### Exercise task:
Please repeat all of the lines that follow, exactly as written.

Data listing
• • • • • • •
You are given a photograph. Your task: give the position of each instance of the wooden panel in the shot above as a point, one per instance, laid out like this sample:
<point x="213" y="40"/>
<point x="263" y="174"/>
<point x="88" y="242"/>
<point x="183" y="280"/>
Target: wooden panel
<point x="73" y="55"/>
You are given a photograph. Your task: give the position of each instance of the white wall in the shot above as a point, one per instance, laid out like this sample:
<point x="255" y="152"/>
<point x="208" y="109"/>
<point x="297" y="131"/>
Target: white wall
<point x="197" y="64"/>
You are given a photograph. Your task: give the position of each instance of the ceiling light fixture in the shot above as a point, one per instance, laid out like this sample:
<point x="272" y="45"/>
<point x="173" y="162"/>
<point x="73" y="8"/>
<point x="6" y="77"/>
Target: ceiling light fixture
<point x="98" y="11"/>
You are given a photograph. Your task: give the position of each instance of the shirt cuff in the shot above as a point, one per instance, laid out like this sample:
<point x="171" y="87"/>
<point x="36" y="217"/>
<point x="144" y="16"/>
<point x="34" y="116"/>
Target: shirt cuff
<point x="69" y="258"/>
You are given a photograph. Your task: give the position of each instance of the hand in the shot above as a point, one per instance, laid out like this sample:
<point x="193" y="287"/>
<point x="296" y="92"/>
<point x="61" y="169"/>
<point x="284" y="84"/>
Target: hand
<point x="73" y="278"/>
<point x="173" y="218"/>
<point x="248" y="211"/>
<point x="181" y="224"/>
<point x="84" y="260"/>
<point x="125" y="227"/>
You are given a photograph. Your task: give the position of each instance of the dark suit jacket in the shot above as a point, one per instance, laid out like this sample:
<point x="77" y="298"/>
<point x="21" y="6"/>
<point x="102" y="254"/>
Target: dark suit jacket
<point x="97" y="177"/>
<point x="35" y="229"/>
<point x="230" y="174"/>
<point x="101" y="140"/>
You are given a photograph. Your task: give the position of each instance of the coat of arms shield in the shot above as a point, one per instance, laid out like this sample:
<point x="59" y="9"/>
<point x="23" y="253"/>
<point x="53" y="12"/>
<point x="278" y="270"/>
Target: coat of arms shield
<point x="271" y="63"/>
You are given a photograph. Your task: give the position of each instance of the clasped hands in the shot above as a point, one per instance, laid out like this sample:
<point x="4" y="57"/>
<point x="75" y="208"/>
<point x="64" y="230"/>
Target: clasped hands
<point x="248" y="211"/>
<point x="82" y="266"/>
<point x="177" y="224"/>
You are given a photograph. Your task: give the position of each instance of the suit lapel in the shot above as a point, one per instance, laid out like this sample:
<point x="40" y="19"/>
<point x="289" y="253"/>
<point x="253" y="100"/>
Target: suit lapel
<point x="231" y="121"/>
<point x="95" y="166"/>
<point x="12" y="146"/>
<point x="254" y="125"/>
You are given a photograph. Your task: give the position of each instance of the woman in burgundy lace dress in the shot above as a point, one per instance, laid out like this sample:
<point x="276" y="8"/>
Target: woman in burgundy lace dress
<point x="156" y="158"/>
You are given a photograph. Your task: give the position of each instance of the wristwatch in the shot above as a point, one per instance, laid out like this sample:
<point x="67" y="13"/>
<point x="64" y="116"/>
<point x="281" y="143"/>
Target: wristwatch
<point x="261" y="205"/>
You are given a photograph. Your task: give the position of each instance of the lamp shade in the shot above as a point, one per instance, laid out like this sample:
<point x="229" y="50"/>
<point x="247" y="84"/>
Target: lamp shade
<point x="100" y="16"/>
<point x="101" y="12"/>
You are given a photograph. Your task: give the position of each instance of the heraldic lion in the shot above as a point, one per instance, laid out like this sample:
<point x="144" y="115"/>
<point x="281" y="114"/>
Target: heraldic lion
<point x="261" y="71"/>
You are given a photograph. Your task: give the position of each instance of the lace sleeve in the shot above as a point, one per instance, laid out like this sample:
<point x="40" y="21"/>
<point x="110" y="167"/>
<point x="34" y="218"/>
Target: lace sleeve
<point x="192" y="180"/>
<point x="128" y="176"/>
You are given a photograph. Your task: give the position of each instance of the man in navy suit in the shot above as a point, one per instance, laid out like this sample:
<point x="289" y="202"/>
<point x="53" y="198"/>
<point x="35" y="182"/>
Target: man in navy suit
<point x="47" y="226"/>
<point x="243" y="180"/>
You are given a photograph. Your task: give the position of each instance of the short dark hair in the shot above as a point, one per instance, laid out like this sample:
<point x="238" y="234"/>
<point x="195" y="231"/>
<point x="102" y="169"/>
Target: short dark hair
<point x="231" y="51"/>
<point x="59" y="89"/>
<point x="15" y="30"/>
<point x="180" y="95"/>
• • • • • • •
### Written answer:
You are given a photograph. Your task: give the position of each instance of the wooden panel in the shot above as a point, one per instance, laid out like this sample:
<point x="213" y="40"/>
<point x="263" y="174"/>
<point x="88" y="242"/>
<point x="183" y="280"/>
Target: wooden panel
<point x="73" y="55"/>
You are given a photograph. Your task: give the position of each instance of the white wall in the shot above as a point, one per instance, laid out like this sample:
<point x="255" y="152"/>
<point x="208" y="109"/>
<point x="297" y="131"/>
Target: white wall
<point x="197" y="64"/>
You are given a photograph. Your task: give the position of each instance of the ceiling light fixture in the shot above as a point, one per instance, laid out like this sample:
<point x="272" y="45"/>
<point x="173" y="162"/>
<point x="73" y="8"/>
<point x="6" y="77"/>
Target: ceiling light fixture
<point x="98" y="11"/>
You are given a photograph. Your task: give the position of each instance of the shirt cuff in the shot above as a point, one per instance, laid out like this sample:
<point x="171" y="87"/>
<point x="36" y="217"/>
<point x="144" y="16"/>
<point x="34" y="116"/>
Target: shirt cuff
<point x="69" y="258"/>
You are given a photograph. Your task: give the position of each instance of the hand in the shot above as a point, one per instance, laid out like this sample:
<point x="193" y="287"/>
<point x="296" y="92"/>
<point x="61" y="169"/>
<point x="284" y="84"/>
Target: hand
<point x="73" y="278"/>
<point x="173" y="218"/>
<point x="248" y="211"/>
<point x="181" y="224"/>
<point x="84" y="260"/>
<point x="125" y="227"/>
You are given a photograph. Your task: give the position of each instance of the dark suit jacket in the shot above as a point, one per instance, laid out like this sample:
<point x="77" y="298"/>
<point x="21" y="6"/>
<point x="102" y="254"/>
Target: dark suit jacket
<point x="97" y="177"/>
<point x="35" y="229"/>
<point x="230" y="174"/>
<point x="101" y="140"/>
You are given a photograph. Your task: give the position of each instance of the coat of arms shield in the shot above as a point, one per instance, laid out like this sample:
<point x="59" y="9"/>
<point x="23" y="253"/>
<point x="53" y="12"/>
<point x="278" y="270"/>
Target: coat of arms shield
<point x="271" y="63"/>
You are given a photograph. Your task: give the position of each instance of the clasped hands in the shot above as a point, one per instance, laid out like this sample:
<point x="4" y="57"/>
<point x="75" y="208"/>
<point x="64" y="230"/>
Target: clasped hands
<point x="248" y="211"/>
<point x="82" y="266"/>
<point x="177" y="224"/>
You are given a photograph. Your task: give the position of each instance of the suit lapel in the shot above as a point, one per instance, laid out like this sample:
<point x="40" y="19"/>
<point x="289" y="253"/>
<point x="253" y="100"/>
Target: suit lapel
<point x="231" y="121"/>
<point x="95" y="166"/>
<point x="12" y="146"/>
<point x="254" y="125"/>
You are given a photograph. Your task: give the position of each instance of the woman in burgundy lace dress in the shot above as a point, one per instance, laid out like this sample:
<point x="276" y="8"/>
Target: woman in burgundy lace dress
<point x="156" y="158"/>
You are given a photograph. Your task: give the position of each instance of the wristwatch in the shot above as a point, one per instance, laid out like this sample:
<point x="67" y="13"/>
<point x="64" y="116"/>
<point x="281" y="143"/>
Target: wristwatch
<point x="261" y="205"/>
You are given a photograph. Your task: give the position of each instance of the lamp shade in the shot above as a point, one per instance, laid out like this sample:
<point x="229" y="50"/>
<point x="247" y="84"/>
Target: lamp shade
<point x="100" y="16"/>
<point x="101" y="12"/>
You are given a photograph. Your task: give the position of each instance of the heraldic lion in the shot above as a point, one per instance, laid out like this sample:
<point x="144" y="115"/>
<point x="281" y="114"/>
Target: heraldic lion
<point x="261" y="71"/>
You are given a photograph. Your task: give the position of each instance of the lace sleeve in the shot above as a point, one per instance, laid out like this sample:
<point x="40" y="21"/>
<point x="110" y="167"/>
<point x="34" y="218"/>
Target: lace sleeve
<point x="192" y="180"/>
<point x="128" y="176"/>
You are given a photograph. Your task: give the position of each instance of the man in navy suit in the shot above as a point, one per instance, laid out like this sample:
<point x="289" y="202"/>
<point x="53" y="198"/>
<point x="35" y="182"/>
Target: man in navy suit
<point x="47" y="226"/>
<point x="243" y="180"/>
You are given a photograph. Your task: give the position of each instance of the short dark hair in the shot above as a point, one per instance, laid out like this sample:
<point x="238" y="234"/>
<point x="195" y="231"/>
<point x="102" y="169"/>
Target: short dark hair
<point x="231" y="51"/>
<point x="59" y="89"/>
<point x="15" y="30"/>
<point x="180" y="95"/>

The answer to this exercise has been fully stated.